▶ [Instructions to follow]: Could you quote the RCAF Station Gimli passage between "Airfield information" and "Gimli, Manitoba, Canada.", inclusive, word for word?

▶ [Given passage]:

Garrison information
- Occupants: No. 18 SFTS (1943–1945); No. 2 FTS; No. 3 AFS (1950−1964); No. 1 AFTS (1964–1971)

Airfield information
- Elevation: 753 ft (230 m) AMSL
Runways
| Direction | Length and surface |
| 14L/32R | 6,858 ft (2,090 m) Asphalt |
| 15R/33L | 6,788 ft (2,069 m) Asphalt |
- Other airfield facilities: Elevation and coordinates from COPA.

= RCAF Station Gimli =

Former air station in Manitoba, Canada

RCAF Station Gimli was an air station of the Royal Canadian Air Force (RCAF) located near Gimli, Manitoba, Canada.

==World War II (1943–1945)==
On September 6, 1943, the British Commonwealth Air Training Plan established the No. 18 Service Flying Training School (No. 18 SFTS) to train aircrew for Second World War operations using the Avro Anson. No. 18 SFTS ceased operation on May 30, 1945.

===Aerodrome data c.1942===
In approximately 1942, the aerodrome was listed at with a Var. 10 degrees E and elevation of 760 ft. Six runways were listed as under construction and detailed as follows:

| Runway Name | Length | Width | Surface |
|---|---|---|---|
| 3L/21R | 4,200 ft (1,300 m) | 100 ft (30 m) | Hard surfaced |
| 3R/21L | 4,100 ft (1,200 m) | 100 ft (30 m) | Hard surfaced |
| 15L/33R | 4,300 ft (1,300 m) | 100 ft (30 m) | Hard surfaced |
| 15R/33L | 3,800 ft (1,200 m) | 100 ft (30 m) | Hard surfaced |
| 9L/27R | 4,800 ft (1,500 m) | 100 ft (30 m) | Hard surfaced |
| 9R/27L | 4,800 ft (1,500 m) | 100 ft (30 m) | Hard surfaced |

===Relief landing field – Netley, MB (1942)===
The only Relief Landing field for RCAF Station Gimli was located approximately 10 miles south on the west side of the hamlet of Netley, Manitoba. The Relief field was constructed in the typical triangular pattern.
In approximately 1942, the aerodrome was listed at with a Var. 10 degrees E and elevation of 750 ft. Three runways were listed as under construction and detailed as follows:

| Runway Name | Length | Width | Surface |
|---|---|---|---|
| 14/32 | 4,300 ft (1,300 m) | 150 ft (46 m) | Hard surfaced |
| 8/26 | 5,200 ft (1,600 m) | 150 ft (46 m) | Hard surfaced |
| 2/20 | 4,200 ft (1,300 m) | 150 ft (46 m) | Hard surfaced |

==Cold War (1950–1971)==
During the Cold War period, many Second World War air stations were reactivated. Gimli was one of these, reopening in 1950 to become a jet aircraft training station. Flying training schools located here include No. 2 Flying Training School, No. 3 Advanced Flying School (redesignated in 1964 to No. 1 Flying Training School), and No. 1 Advanced Flying Training School.

▶ [Information supplied]:
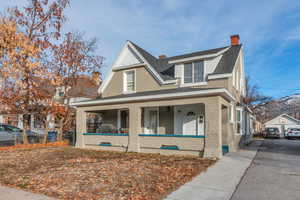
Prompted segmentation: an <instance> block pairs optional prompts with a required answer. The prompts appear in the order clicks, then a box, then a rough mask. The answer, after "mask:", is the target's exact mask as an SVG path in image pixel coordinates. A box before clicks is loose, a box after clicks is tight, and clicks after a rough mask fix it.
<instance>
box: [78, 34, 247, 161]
mask: <svg viewBox="0 0 300 200" xmlns="http://www.w3.org/2000/svg"><path fill="white" fill-rule="evenodd" d="M98 92H99V94H100V97H99V98H96V99H93V100H88V101H82V102H77V103H74V104H73V105H74V106H76V109H77V119H76V123H77V143H76V146H77V147H80V148H96V149H102V150H118V151H133V152H146V153H164V154H191V155H199V156H204V157H221V156H222V150H223V151H224V149H225V151H234V150H236V149H237V148H238V145H239V143H240V141H241V138H242V137H243V135H246V134H247V133H249V132H250V131H249V127H250V124H251V123H250V122H249V121H250V117H249V116H248V115H247V112H248V111H247V109H246V108H245V107H244V106H243V103H242V99H243V96H244V95H245V92H246V91H245V72H244V61H243V48H242V45H241V44H240V43H239V36H238V35H233V36H231V45H230V46H226V47H222V48H216V49H210V50H205V51H199V52H193V53H188V54H184V55H179V56H173V57H167V56H165V55H161V56H159V57H158V58H156V57H154V56H153V55H151V54H150V53H149V52H147V51H146V50H144V49H142V48H141V47H139V46H138V45H136V44H134V43H133V42H131V41H127V42H126V44H125V45H124V47H123V49H122V50H121V53H120V54H119V56H118V57H117V59H116V61H115V62H114V64H113V66H112V68H111V72H110V74H109V76H108V77H107V79H106V80H105V81H104V83H103V84H102V85H101V87H100V88H99V91H98Z"/></svg>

▶ [Answer to this task]:
Airfield information
- Elevation: 753 ft (230 m) AMSL
Runways
| Direction | Length and surface |
| 14L/32R | 6,858 ft (2,090 m) Asphalt |
| 15R/33L | 6,788 ft (2,069 m) Asphalt |
- Other airfield facilities: Elevation and coordinates from COPA.

= RCAF Station Gimli =

Former air station in Manitoba, Canada

RCAF Station Gimli was an air station of the Royal Canadian Air Force (RCAF) located near Gimli, Manitoba, Canada.